» Exercise
Scale the part of the listing below that runs from the line with "In which area of the above frame can the mall" through the end of the listing, and write out only those lines again, requests included. Multiply every box coordinate in the answers by 1.6 and round each result to a whole number, rounding halves up.

[Listing on locating named things]
---

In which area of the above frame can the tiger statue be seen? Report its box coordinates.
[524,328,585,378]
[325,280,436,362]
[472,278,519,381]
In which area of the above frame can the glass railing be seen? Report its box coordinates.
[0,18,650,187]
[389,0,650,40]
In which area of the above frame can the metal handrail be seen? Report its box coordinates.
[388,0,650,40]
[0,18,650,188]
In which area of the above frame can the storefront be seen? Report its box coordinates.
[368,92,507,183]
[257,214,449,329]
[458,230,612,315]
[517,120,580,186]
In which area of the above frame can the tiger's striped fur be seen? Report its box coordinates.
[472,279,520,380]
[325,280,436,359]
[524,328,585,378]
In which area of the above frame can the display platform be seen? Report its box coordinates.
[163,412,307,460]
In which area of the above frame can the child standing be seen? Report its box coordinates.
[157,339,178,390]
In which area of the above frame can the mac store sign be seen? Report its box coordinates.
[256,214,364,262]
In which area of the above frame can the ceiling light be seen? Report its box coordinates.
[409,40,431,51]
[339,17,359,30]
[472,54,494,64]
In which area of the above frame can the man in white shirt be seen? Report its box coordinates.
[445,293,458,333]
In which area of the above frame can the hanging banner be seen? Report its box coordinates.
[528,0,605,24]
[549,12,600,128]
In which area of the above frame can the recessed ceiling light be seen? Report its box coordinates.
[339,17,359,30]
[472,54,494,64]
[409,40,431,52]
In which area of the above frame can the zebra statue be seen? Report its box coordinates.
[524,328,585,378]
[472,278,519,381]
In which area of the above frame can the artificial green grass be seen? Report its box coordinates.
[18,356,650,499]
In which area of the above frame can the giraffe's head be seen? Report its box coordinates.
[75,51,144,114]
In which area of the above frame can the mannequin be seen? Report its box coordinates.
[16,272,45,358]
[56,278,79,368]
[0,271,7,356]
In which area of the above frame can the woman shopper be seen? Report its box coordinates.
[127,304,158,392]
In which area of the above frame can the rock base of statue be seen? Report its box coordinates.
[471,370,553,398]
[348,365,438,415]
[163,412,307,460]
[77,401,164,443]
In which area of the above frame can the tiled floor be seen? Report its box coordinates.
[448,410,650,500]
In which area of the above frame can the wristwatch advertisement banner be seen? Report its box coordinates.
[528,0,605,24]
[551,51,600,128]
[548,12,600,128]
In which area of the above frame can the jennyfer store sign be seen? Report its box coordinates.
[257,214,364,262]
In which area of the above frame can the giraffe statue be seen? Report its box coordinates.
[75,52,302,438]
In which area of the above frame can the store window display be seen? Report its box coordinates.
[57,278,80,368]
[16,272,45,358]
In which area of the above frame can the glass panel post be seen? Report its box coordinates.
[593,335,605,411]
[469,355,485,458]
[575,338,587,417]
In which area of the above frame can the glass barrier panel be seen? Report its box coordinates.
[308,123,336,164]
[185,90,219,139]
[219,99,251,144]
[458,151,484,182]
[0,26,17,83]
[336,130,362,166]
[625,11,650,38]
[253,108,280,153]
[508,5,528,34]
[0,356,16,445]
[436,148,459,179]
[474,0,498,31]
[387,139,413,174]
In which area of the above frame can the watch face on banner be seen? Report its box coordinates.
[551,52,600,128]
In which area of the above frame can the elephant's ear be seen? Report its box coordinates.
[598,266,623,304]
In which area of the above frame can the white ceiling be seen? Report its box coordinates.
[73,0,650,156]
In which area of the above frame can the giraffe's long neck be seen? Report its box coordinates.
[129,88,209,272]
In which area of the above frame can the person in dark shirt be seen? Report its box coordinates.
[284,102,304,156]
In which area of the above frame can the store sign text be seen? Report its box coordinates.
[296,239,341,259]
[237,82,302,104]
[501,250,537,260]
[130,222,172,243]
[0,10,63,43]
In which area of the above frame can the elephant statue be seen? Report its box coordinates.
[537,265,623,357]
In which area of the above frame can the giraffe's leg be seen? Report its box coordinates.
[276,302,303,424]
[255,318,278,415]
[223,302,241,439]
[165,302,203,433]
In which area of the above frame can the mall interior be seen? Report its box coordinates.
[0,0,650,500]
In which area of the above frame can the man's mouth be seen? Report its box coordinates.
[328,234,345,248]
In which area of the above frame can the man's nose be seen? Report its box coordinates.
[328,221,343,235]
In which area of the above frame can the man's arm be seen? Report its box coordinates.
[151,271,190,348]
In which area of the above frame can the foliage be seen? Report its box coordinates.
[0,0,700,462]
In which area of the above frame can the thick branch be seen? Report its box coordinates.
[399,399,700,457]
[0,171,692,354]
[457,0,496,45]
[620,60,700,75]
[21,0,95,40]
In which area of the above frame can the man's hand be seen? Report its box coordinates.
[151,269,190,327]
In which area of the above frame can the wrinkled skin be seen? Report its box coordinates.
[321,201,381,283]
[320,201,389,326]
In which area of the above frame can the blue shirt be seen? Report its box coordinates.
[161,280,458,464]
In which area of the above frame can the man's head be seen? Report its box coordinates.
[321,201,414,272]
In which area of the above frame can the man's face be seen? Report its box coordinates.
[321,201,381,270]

---

» Result below
In which area of the above frame can the mall interior be seen? Report its box coordinates.
[0,0,1040,800]
In which area of the above frame can the man's mouth be seen? Report its box coordinates.
[525,374,552,397]
In which area of the above frame can the man's nose be seen? Report its box coordinates.
[525,354,549,376]
In which area of the above frame can the man's arm be seen? Report its box coordinates.
[242,434,304,557]
In which area of the above frame can the foliage be seen? Report its box coordinates.
[0,0,1120,739]
In which area of the above frame can the thick branch be seen? Report its box coordinates.
[638,638,1120,731]
[0,274,1107,566]
[731,0,794,72]
[992,96,1120,120]
[34,0,152,64]
In which area of the above frame can the man's hand be seen? Report its box coordinates.
[242,430,304,523]
In which area of the above frame can the wrinkled skin be seen? Report its box coordinates.
[514,322,610,453]
[512,322,622,522]
In which area of the above frame can the blue shirt be seen? Report its box coordinates.
[258,448,733,742]
In which area of the above frame can the man's head be seen? Report its box coordinates.
[514,322,662,435]
In which area of the above frame can the man's face be seen? Report its box coordinates.
[514,322,610,432]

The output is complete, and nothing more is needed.